■ Description of the task ■
Return the records in full, with every character preserved.

■ Entries provided ■
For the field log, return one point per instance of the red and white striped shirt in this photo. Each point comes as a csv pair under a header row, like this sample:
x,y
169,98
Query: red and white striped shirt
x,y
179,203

■ Response below ■
For the field log, return one point per instance of the red and white striped shirt in this photo. Each point comes as a csv pair under a header row, like this sample:
x,y
169,98
Query: red and white striped shirt
x,y
179,203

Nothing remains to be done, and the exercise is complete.